(Task to complete) Copy the records below line for line, with no changes.

-- Start Records to use --

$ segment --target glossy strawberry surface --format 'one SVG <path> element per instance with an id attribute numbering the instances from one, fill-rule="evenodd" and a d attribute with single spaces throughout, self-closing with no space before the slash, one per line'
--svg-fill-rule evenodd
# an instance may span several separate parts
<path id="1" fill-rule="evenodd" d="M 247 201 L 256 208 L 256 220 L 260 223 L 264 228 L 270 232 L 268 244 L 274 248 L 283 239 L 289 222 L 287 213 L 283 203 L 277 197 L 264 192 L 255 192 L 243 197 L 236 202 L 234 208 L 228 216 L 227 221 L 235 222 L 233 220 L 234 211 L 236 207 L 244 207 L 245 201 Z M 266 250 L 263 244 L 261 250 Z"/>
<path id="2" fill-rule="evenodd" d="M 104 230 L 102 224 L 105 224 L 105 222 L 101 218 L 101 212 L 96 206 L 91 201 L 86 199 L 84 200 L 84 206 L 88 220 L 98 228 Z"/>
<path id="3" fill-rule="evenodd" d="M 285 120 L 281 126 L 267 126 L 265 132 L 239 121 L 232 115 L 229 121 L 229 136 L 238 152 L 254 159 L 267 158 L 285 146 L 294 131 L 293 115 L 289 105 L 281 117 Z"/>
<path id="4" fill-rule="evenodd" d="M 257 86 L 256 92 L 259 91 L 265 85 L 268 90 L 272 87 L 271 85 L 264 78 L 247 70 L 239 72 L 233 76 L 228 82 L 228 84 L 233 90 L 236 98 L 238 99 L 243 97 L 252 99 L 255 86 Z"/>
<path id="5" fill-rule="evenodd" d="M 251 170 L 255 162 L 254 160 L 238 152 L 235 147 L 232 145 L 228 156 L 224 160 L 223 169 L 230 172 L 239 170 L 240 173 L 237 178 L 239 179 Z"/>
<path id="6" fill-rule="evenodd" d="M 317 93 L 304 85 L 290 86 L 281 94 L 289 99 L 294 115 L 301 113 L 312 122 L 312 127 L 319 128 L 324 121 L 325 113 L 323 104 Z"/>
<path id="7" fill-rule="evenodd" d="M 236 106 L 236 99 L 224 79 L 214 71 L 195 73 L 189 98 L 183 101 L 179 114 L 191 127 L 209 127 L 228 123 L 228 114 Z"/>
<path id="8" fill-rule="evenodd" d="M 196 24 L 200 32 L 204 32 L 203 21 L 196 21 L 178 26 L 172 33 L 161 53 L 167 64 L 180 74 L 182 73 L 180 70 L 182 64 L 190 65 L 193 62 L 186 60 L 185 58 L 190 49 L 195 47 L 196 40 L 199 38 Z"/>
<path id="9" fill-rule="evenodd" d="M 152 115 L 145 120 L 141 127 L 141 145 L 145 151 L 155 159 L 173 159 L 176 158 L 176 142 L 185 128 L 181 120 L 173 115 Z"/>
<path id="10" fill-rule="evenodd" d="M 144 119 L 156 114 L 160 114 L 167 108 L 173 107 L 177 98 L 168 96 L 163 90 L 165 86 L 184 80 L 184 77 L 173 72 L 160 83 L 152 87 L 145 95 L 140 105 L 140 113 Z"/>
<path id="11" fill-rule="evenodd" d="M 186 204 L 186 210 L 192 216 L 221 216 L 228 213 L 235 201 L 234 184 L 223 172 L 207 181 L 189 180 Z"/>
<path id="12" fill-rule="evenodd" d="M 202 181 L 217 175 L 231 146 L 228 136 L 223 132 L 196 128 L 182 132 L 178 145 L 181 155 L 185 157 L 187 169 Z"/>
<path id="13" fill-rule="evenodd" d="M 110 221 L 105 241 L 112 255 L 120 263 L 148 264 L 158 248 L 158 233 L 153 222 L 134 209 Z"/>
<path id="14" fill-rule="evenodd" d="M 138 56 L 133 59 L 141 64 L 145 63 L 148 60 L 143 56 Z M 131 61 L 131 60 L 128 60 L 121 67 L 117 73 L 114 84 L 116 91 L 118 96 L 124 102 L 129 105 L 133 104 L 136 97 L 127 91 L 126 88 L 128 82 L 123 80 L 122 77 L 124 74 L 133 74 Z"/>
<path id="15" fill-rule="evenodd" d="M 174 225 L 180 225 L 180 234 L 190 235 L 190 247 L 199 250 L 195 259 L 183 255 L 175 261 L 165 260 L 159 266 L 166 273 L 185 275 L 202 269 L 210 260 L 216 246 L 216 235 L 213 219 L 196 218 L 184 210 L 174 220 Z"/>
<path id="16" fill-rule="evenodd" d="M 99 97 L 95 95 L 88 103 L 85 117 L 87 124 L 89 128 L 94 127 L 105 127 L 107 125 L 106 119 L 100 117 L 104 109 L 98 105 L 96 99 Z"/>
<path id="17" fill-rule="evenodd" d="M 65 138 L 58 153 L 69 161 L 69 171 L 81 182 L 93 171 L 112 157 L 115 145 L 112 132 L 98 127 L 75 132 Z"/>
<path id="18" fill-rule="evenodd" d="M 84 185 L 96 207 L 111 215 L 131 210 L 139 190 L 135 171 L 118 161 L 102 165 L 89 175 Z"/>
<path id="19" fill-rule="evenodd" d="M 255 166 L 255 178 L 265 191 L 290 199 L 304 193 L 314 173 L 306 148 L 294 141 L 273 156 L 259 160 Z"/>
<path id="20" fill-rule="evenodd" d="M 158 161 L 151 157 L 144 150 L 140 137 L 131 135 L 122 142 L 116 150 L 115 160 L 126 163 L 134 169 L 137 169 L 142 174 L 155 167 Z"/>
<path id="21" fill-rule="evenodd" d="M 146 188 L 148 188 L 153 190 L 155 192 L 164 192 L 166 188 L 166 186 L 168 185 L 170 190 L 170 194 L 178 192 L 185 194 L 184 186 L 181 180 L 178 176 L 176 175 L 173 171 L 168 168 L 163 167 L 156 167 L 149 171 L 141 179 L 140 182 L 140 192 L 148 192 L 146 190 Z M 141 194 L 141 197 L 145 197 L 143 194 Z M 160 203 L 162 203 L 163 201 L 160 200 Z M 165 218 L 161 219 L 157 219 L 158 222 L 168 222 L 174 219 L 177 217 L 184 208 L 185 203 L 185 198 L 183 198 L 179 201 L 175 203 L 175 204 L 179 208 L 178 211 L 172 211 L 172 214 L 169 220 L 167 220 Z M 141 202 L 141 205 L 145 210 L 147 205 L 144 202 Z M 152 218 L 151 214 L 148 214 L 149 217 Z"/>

-- End Records to use --

(The reply)
$ segment --target glossy strawberry surface --format 'one SVG <path> element per instance with an id attribute numbering the instances from one, fill-rule="evenodd" and a d attribute with single spaces throughout, self-closing with no space before the slash, one per line'
--svg-fill-rule evenodd
# an instance may span several separate parts
<path id="1" fill-rule="evenodd" d="M 247 201 L 256 208 L 256 220 L 260 223 L 264 228 L 270 232 L 268 244 L 274 248 L 283 239 L 289 222 L 287 213 L 283 203 L 277 197 L 264 192 L 255 192 L 243 197 L 236 202 L 234 208 L 228 216 L 227 221 L 235 222 L 233 220 L 234 211 L 236 207 L 244 207 L 245 201 Z M 266 250 L 263 244 L 261 250 Z"/>
<path id="2" fill-rule="evenodd" d="M 104 230 L 102 224 L 105 224 L 105 222 L 101 218 L 101 212 L 96 206 L 91 201 L 86 199 L 84 200 L 84 206 L 88 220 L 98 228 Z"/>
<path id="3" fill-rule="evenodd" d="M 285 120 L 281 126 L 267 126 L 265 132 L 239 121 L 232 115 L 229 121 L 229 136 L 238 152 L 254 159 L 267 158 L 285 146 L 294 131 L 293 115 L 289 105 L 281 117 Z"/>
<path id="4" fill-rule="evenodd" d="M 257 86 L 256 92 L 259 91 L 265 85 L 268 90 L 272 87 L 271 85 L 264 78 L 247 70 L 239 72 L 233 76 L 228 82 L 228 84 L 233 90 L 236 98 L 238 99 L 243 97 L 252 99 L 255 86 Z"/>
<path id="5" fill-rule="evenodd" d="M 251 170 L 255 162 L 254 160 L 238 152 L 235 147 L 232 145 L 228 156 L 224 160 L 223 169 L 230 172 L 239 170 L 240 173 L 237 178 L 239 179 Z"/>
<path id="6" fill-rule="evenodd" d="M 317 93 L 304 85 L 290 86 L 281 94 L 289 99 L 294 115 L 301 113 L 312 122 L 312 127 L 319 128 L 324 121 L 325 113 L 323 104 Z"/>
<path id="7" fill-rule="evenodd" d="M 236 106 L 236 99 L 224 79 L 214 71 L 195 73 L 189 98 L 183 101 L 179 114 L 191 127 L 209 127 L 228 123 L 228 114 Z"/>
<path id="8" fill-rule="evenodd" d="M 196 24 L 200 32 L 204 32 L 203 21 L 196 21 L 178 26 L 172 33 L 161 53 L 167 64 L 180 74 L 182 73 L 180 70 L 182 64 L 190 65 L 193 62 L 186 60 L 185 58 L 190 49 L 195 47 L 196 40 L 199 38 Z"/>
<path id="9" fill-rule="evenodd" d="M 152 115 L 145 120 L 141 127 L 141 145 L 145 151 L 155 159 L 173 159 L 176 158 L 176 142 L 185 128 L 181 120 L 173 115 Z"/>
<path id="10" fill-rule="evenodd" d="M 144 119 L 156 114 L 160 114 L 167 108 L 173 107 L 177 98 L 168 96 L 163 90 L 165 86 L 184 80 L 184 77 L 173 72 L 160 83 L 152 87 L 145 95 L 140 105 L 140 113 Z"/>
<path id="11" fill-rule="evenodd" d="M 186 204 L 186 210 L 192 216 L 221 216 L 228 213 L 235 201 L 234 184 L 223 172 L 207 181 L 189 180 Z"/>
<path id="12" fill-rule="evenodd" d="M 202 181 L 217 175 L 231 146 L 228 136 L 223 132 L 196 128 L 182 132 L 178 145 L 181 155 L 185 157 L 187 169 Z"/>
<path id="13" fill-rule="evenodd" d="M 110 221 L 105 241 L 112 255 L 120 263 L 148 264 L 158 248 L 158 233 L 153 222 L 134 209 Z"/>
<path id="14" fill-rule="evenodd" d="M 138 56 L 133 59 L 141 64 L 145 63 L 148 60 L 143 56 Z M 131 61 L 131 60 L 128 60 L 121 67 L 117 73 L 114 84 L 116 91 L 118 96 L 124 102 L 129 105 L 133 104 L 136 97 L 127 91 L 126 88 L 128 82 L 123 80 L 122 77 L 124 74 L 133 74 Z"/>
<path id="15" fill-rule="evenodd" d="M 174 225 L 180 225 L 180 234 L 190 235 L 190 247 L 199 250 L 195 259 L 183 255 L 175 261 L 165 260 L 159 266 L 166 273 L 185 275 L 202 269 L 210 260 L 216 246 L 216 235 L 213 219 L 196 218 L 184 210 L 174 220 Z"/>
<path id="16" fill-rule="evenodd" d="M 99 97 L 95 95 L 88 103 L 85 117 L 87 124 L 89 128 L 94 127 L 105 127 L 107 125 L 106 119 L 100 117 L 104 109 L 98 105 L 96 99 Z"/>
<path id="17" fill-rule="evenodd" d="M 65 138 L 58 153 L 69 161 L 69 171 L 81 182 L 93 171 L 112 157 L 115 145 L 112 132 L 98 127 L 75 132 Z"/>
<path id="18" fill-rule="evenodd" d="M 84 185 L 96 207 L 111 215 L 131 210 L 139 190 L 135 171 L 118 161 L 102 165 L 89 175 Z"/>
<path id="19" fill-rule="evenodd" d="M 255 166 L 255 178 L 265 191 L 290 199 L 304 193 L 314 173 L 306 148 L 294 141 L 273 156 L 259 160 Z"/>
<path id="20" fill-rule="evenodd" d="M 158 161 L 151 157 L 144 150 L 140 137 L 131 135 L 122 142 L 116 150 L 115 160 L 126 163 L 134 169 L 137 169 L 142 174 L 155 167 Z"/>
<path id="21" fill-rule="evenodd" d="M 146 188 L 148 188 L 153 190 L 155 192 L 164 192 L 166 188 L 166 186 L 168 185 L 170 190 L 170 194 L 178 192 L 185 194 L 184 186 L 181 180 L 178 176 L 176 175 L 173 171 L 168 168 L 163 167 L 156 167 L 149 171 L 141 179 L 140 182 L 140 192 L 148 192 L 146 190 Z M 141 194 L 141 197 L 145 197 L 143 194 Z M 160 203 L 162 203 L 163 201 L 160 200 Z M 165 218 L 161 219 L 157 219 L 158 222 L 168 222 L 174 219 L 177 217 L 184 208 L 185 203 L 185 198 L 183 198 L 179 201 L 175 203 L 175 204 L 179 208 L 178 211 L 172 211 L 172 214 L 169 220 L 167 220 Z M 141 202 L 141 205 L 145 210 L 147 205 L 144 202 Z M 152 218 L 151 214 L 148 214 L 149 217 Z"/>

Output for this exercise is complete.